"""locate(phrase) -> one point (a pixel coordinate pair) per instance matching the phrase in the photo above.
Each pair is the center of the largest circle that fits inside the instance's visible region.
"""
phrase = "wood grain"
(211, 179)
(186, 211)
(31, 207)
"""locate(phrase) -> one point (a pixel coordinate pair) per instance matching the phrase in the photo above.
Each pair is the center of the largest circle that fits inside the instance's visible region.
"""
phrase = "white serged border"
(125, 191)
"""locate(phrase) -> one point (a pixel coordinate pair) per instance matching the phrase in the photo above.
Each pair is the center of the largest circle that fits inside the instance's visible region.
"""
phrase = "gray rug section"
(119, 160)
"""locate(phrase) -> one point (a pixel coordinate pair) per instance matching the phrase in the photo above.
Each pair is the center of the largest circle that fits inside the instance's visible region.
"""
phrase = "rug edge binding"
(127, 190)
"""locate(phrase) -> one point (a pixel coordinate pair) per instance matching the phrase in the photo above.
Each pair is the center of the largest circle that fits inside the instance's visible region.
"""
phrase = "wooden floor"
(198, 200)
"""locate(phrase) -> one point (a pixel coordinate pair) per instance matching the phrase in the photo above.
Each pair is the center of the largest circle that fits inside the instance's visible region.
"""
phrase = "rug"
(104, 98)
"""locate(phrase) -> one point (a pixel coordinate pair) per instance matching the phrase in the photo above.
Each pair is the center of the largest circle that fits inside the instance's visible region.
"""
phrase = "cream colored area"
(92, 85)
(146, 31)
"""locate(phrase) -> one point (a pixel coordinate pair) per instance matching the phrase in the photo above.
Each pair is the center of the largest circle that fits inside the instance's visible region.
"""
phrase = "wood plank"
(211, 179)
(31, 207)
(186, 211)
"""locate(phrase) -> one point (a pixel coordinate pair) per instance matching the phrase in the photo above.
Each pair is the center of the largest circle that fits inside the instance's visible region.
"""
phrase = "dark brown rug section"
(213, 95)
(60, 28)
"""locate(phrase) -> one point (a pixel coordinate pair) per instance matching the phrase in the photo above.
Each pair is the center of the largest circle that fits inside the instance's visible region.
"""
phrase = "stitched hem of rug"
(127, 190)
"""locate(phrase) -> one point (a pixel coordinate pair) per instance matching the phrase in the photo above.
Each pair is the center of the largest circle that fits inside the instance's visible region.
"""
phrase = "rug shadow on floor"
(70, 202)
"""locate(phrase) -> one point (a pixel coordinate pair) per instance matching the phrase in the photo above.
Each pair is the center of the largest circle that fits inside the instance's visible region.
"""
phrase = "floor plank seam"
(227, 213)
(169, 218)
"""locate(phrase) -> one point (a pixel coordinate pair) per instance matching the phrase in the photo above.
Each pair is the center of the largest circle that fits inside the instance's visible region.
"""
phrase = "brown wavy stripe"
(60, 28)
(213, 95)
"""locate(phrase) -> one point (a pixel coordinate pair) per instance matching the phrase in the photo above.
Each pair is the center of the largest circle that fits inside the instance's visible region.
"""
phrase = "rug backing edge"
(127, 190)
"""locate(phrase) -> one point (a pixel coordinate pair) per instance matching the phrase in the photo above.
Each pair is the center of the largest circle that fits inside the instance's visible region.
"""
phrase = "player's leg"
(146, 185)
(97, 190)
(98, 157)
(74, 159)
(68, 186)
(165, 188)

● **What the exercise asks**
Line by line, transcribe the material above without leaving anything out.

● **Reply**
"""locate(phrase) -> one point (a pixel coordinate pair) per instance matching the phrase in the photo above.
Each pair is the center of the largest circle that fits inside the instance's visible region.
"""
phrase = "wood grain"
(211, 179)
(186, 211)
(31, 207)
"""locate(phrase) -> one point (a pixel coordinate pair) per instance matching the phrase in the photo above.
Each pair is the center of the largest circle that fits inside the instance's visible region.
"""
phrase = "white serged border"
(125, 191)
"""locate(phrase) -> one point (a pixel coordinate pair) per instance matching the phrase in the photo above.
Each pair is the center of the largest circle that fits inside the instance's visible region.
"""
phrase = "gray rug section"
(119, 160)
"""locate(phrase) -> one point (a pixel coordinate pair) per instance matching the phrase in the photo above.
Each pair is the center of the largest circle that fits inside the instance's visible region.
"""
phrase = "rug edge binding"
(127, 190)
"""locate(phrase) -> one point (a pixel coordinate pair) per instance matching the phrase in the photo above.
Each pair is the center of the largest circle that fits inside the instance's visible region.
"""
phrase = "wooden floor"
(198, 200)
"""locate(phrase) -> one point (a pixel coordinate pair) per instance matching the phrase in the photo above.
Each pair is the center of the largest circle that fits inside the instance's visible region.
"""
phrase = "rug"
(104, 98)
"""locate(phrase) -> one point (a pixel coordinate pair) per instance matching the phrase in the photo above.
Each pair is the center of the largest circle that fits inside the instance's visible region.
"""
phrase = "cream colored area"
(92, 85)
(146, 31)
"""locate(phrase) -> one point (a pixel coordinate pair) per instance matching the phrase in the photo above.
Each pair is the center of the largest circle that fits inside the instance's visible region.
"""
phrase = "wood plank"
(211, 179)
(31, 207)
(186, 211)
"""locate(phrase) -> one point (a pixel coordinate pair) per instance matching the phrase in the photo above.
Each pair is the center of the largest circle that fits inside the instance's visible region.
"""
phrase = "dark brown rug section"
(213, 95)
(60, 28)
"""locate(phrase) -> one point (a pixel coordinate pair) per instance matching the phrase in the photo above.
Each pair is the center of the largest circle that fits inside the instance's visible region.
"""
phrase = "stitched hem of rug"
(127, 190)
"""locate(phrase) -> one point (a pixel coordinate pair) per instance matching the phrase in the photo above.
Each pair is the center of the largest circle that fits inside the instance's visible region.
"""
phrase = "rug shadow on floor"
(70, 202)
"""locate(phrase) -> one point (a pixel coordinate pair) per instance matching the phrase in the photo above.
Each pair is the center of the largest circle that fits inside the instance's visible region.
"""
phrase = "floor plank seam"
(227, 213)
(169, 218)
"""locate(phrase) -> one point (a pixel coordinate pair) per instance matching the phrase in the photo above.
Each pair is the center of the largest circle that fits inside the instance's visible region.
"""
phrase = "brown wavy stripe"
(60, 28)
(213, 95)
"""locate(phrase) -> one point (a pixel coordinate pair) per instance matching the phrase in the photo above.
Each pair is the center of the largest circle that fits inside the instance's visible region.
"""
phrase = "rug backing edge"
(127, 190)
"""locate(phrase) -> one point (a pixel coordinate pair) per instance matching the phrase in the photo above.
Each pair is the center of the largest circle that fits inside the instance's visible region.
"""
phrase = "player's leg"
(146, 185)
(97, 190)
(98, 157)
(74, 159)
(68, 186)
(165, 188)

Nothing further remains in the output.